* Work instruction A:
Answer these from the article, one line each:
(i) On what date did the Italian adult who tested positive arrive in Algeria?
(ii) Who is the WHO Regional Director for Africa?
(iii) How many countries make up the WHO African region?
* Work instruction B: Please list every country the article names.
* Work instruction C: From the article, extract the passage starting with "By Sharon Atieno" and going on through "for coronavirus disease.".

* Passage:
*-*-*
By Sharon Atieno

Africa’s second case of coronavirus (COVID-19) has been confirmed. The confirmation in Algeria is the country’s first and the continent’s second following a confirmed case in Egypt.

According to a report from the Algerian health authorities, the tests carried out on an Italian adult, who arrived in the country on 17 February 2020 tested positive for coronavirus disease.

“This is the first case in the WHO African region,” said Dr. Matshidiso Moeti, WHO Regional Director for Africa. “The window of opportunity the continent has had to prepare for coronavirus disease is closing. All countries must ramp up their preparedness activities.”

Algeria is one of the 47 countries in the WHO African region, and one of the 13 countries which WHO has identified as a top priority for preparedness measures due to their direct links or high volume of travel to China.

Honouring their pledge to support African Union member States on a common preparedness and response strategy in an emergency meeting with African health ministers in Addis Ababa on 22 February 2020, the WHO is preparing to deploy a team of experts to Algeria to support health authorities.
*-*-*
* Data section:
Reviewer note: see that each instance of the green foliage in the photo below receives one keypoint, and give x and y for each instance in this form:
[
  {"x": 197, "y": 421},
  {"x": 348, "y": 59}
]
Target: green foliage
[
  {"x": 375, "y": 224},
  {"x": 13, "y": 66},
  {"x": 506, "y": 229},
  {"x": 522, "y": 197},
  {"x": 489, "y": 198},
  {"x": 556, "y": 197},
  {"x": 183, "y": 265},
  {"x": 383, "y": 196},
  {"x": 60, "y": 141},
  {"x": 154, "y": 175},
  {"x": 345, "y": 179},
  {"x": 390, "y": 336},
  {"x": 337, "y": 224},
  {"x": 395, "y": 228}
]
*-*-*
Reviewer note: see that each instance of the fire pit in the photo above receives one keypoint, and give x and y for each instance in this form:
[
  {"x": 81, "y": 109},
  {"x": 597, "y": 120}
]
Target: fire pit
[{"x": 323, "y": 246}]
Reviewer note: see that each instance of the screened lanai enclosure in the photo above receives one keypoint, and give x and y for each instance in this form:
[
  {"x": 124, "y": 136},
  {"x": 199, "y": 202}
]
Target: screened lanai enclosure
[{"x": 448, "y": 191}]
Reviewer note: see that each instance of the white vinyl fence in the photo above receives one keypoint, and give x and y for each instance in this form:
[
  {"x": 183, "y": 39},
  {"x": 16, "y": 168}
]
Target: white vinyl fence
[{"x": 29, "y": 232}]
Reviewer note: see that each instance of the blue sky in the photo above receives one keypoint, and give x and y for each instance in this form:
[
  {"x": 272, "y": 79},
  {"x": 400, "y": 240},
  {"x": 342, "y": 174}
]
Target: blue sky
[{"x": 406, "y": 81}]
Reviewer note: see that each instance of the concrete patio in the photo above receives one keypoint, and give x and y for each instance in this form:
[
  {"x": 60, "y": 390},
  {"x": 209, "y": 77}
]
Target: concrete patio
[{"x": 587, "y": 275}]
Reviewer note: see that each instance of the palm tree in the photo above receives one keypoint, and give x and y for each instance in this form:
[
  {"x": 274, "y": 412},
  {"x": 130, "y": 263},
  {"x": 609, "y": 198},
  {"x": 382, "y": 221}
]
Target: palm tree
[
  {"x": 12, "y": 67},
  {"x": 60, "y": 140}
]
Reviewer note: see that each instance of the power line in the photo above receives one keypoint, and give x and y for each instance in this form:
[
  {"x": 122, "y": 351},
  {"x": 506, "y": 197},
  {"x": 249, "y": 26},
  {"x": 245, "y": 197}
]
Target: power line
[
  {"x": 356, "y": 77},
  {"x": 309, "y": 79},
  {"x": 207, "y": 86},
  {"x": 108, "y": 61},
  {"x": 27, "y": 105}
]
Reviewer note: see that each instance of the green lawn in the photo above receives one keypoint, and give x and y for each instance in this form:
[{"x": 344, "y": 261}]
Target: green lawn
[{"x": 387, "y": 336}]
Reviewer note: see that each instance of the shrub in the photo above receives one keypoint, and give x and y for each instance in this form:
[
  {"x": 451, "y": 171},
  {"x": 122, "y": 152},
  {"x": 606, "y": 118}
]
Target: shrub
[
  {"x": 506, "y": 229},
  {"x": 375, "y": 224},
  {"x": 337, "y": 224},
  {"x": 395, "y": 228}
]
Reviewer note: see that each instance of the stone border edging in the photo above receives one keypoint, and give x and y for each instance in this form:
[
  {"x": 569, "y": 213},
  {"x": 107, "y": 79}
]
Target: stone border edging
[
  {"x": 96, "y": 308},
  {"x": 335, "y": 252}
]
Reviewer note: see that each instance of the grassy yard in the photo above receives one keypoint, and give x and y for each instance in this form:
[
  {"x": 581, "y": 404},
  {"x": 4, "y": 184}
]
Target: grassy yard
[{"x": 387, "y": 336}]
*-*-*
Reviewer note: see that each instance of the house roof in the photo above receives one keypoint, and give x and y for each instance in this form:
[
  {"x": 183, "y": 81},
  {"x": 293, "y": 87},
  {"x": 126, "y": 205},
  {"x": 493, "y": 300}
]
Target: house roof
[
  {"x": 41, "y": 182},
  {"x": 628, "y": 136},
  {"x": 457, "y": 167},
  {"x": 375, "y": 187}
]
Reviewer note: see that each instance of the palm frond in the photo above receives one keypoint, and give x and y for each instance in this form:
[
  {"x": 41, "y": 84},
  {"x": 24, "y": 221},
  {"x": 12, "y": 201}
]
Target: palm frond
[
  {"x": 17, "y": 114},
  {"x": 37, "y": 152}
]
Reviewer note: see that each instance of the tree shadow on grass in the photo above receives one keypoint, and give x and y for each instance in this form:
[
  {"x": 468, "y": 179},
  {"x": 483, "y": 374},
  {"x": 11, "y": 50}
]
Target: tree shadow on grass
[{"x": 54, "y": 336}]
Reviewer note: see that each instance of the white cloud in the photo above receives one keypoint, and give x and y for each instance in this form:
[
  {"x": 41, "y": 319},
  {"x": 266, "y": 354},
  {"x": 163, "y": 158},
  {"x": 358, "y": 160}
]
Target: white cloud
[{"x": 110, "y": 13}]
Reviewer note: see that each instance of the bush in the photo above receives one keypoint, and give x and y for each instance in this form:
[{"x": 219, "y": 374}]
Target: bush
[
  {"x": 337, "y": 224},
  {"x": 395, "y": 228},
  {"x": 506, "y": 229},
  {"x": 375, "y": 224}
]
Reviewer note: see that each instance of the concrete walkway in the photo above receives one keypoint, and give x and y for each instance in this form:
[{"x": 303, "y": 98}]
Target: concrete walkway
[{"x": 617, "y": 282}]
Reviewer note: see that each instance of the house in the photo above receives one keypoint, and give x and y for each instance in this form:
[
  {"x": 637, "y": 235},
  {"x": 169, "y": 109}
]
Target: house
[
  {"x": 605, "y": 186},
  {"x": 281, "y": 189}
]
*-*-*
* Task result A:
(i) 17 February 2020
(ii) Dr. Matshidiso Moeti
(iii) 47

* Task result B: Algeria, Egypt, China

* Task result C:
By Sharon Atieno

Africa’s second case of coronavirus (COVID-19) has been confirmed. The confirmation in Algeria is the country’s first and the continent’s second following a confirmed case in Egypt.

According to a report from the Algerian health authorities, the tests carried out on an Italian adult, who arrived in the country on 17 February 2020 tested positive for coronavirus disease.